» **Problem details**
Can you reproduce the listing below verbatim, from its beginning up to and including the line that contains "positive clicks: (625, 327) (508, 303)", while omitting the pictures?

Top of Material provided

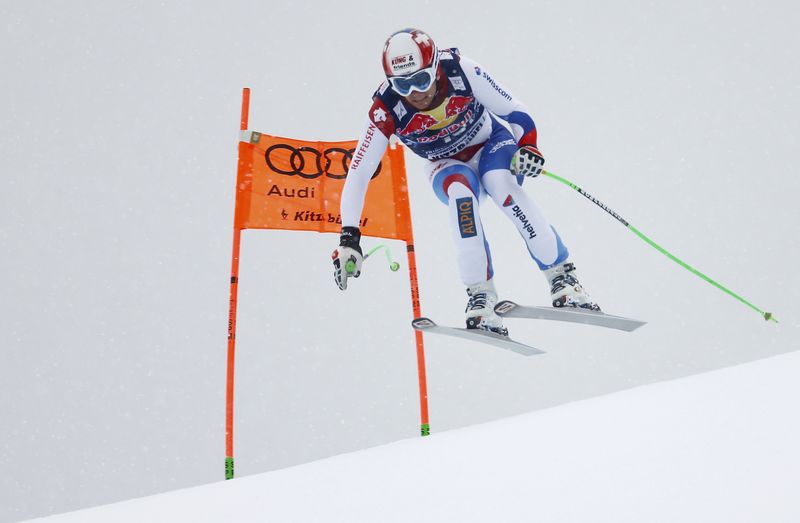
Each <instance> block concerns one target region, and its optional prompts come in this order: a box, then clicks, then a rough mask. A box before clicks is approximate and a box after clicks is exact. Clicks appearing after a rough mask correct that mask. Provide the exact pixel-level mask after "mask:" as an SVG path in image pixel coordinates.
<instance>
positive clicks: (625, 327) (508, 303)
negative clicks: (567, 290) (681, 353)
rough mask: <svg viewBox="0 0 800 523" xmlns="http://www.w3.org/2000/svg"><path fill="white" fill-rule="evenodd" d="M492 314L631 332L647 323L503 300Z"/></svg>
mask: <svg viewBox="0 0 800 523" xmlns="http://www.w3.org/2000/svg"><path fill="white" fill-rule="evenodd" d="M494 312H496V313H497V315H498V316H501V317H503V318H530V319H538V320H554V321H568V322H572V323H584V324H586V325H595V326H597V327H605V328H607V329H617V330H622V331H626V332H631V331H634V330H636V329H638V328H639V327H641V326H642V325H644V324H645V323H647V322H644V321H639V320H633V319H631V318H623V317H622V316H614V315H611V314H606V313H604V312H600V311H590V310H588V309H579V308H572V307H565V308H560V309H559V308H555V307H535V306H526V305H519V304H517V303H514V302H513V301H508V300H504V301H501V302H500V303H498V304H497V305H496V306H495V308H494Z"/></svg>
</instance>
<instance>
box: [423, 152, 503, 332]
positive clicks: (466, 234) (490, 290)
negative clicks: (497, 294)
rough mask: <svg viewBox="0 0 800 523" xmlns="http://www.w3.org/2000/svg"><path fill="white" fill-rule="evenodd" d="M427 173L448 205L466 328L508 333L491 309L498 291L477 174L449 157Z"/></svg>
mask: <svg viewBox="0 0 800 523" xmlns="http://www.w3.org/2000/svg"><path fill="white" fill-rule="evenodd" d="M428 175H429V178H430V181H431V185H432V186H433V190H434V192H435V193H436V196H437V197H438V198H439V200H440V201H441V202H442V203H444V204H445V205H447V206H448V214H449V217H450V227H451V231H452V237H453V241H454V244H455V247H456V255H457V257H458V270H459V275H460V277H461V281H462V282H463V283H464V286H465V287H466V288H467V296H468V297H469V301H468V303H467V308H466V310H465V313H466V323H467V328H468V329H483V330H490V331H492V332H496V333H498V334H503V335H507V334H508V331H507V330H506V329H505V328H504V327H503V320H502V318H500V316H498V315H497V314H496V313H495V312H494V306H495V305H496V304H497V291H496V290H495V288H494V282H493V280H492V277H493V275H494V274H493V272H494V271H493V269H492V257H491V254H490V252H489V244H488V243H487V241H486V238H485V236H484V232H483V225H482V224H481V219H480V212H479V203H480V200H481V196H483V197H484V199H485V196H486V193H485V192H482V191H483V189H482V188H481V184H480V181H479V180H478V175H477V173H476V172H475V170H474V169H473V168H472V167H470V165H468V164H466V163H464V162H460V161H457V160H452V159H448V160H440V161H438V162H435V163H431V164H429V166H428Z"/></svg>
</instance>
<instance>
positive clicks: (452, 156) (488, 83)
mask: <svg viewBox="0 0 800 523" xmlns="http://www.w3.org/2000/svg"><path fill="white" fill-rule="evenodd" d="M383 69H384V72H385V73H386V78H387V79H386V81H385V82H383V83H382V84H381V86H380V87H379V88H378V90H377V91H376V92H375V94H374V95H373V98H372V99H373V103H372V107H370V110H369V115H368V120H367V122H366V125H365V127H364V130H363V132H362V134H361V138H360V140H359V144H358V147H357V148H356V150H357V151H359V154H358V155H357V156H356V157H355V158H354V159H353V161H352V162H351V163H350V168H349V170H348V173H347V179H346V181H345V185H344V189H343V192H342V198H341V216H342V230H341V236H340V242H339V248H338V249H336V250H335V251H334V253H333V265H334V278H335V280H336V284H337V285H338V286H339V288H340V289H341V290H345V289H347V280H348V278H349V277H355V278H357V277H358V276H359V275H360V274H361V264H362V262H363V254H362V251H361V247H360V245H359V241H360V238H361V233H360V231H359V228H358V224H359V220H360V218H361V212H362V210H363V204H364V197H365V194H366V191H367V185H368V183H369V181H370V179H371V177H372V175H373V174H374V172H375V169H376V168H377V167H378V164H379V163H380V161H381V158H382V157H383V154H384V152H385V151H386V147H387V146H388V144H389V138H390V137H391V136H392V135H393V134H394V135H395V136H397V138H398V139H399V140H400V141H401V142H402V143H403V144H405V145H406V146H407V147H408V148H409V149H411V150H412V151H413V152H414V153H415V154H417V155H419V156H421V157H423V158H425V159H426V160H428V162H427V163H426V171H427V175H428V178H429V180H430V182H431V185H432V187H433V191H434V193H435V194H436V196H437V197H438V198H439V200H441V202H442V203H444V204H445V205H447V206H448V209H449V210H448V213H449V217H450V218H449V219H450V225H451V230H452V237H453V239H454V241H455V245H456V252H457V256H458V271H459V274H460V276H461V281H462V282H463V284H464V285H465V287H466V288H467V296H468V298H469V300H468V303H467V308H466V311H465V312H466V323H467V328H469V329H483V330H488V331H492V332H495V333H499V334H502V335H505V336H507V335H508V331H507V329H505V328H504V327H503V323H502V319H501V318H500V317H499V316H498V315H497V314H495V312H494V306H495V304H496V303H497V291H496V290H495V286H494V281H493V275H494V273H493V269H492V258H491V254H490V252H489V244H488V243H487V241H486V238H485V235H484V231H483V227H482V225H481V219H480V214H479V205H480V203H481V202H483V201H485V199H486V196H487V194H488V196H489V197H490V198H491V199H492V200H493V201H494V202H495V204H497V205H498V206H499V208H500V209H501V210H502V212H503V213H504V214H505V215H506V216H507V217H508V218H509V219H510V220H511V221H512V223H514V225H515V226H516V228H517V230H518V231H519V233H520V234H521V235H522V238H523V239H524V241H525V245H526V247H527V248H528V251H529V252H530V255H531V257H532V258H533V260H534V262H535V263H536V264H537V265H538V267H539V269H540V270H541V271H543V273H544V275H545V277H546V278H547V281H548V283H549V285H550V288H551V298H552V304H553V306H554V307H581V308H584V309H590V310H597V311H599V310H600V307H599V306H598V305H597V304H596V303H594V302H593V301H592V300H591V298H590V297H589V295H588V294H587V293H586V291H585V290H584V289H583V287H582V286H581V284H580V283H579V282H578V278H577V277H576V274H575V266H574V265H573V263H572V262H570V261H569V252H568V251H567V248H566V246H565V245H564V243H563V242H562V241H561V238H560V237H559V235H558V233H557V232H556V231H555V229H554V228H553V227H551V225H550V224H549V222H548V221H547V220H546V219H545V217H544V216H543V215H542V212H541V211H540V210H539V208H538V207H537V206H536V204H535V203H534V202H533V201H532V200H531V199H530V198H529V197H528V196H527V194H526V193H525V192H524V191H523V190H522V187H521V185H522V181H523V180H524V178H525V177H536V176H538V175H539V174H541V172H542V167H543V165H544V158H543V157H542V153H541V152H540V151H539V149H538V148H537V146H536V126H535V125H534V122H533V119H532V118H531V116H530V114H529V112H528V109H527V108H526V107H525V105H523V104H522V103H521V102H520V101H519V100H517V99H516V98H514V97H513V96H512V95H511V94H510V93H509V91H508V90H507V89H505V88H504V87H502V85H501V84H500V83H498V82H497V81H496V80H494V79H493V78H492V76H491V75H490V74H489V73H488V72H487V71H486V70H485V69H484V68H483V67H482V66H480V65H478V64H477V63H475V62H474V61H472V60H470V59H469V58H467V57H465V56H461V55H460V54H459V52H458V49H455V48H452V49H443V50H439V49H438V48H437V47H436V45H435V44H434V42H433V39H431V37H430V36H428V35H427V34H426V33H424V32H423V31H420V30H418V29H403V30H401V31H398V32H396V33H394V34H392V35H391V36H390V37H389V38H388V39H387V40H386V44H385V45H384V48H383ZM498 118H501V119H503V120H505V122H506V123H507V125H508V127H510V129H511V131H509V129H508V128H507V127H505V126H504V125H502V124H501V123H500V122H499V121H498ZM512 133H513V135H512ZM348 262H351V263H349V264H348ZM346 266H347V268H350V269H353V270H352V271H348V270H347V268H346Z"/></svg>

Bottom of Material provided

» **Solution below**
Each <instance> block concerns one target region, and its optional prompts come in this order: a box, then clicks, then a rough mask. A box before clicks is approximate and a box after clicks is exact. Clicks appearing after a rough mask correct that mask. Provide the exact pixel-level mask after "mask:" as an SVG path in image pixel coordinates.
<instance>
positive clicks: (625, 327) (508, 303)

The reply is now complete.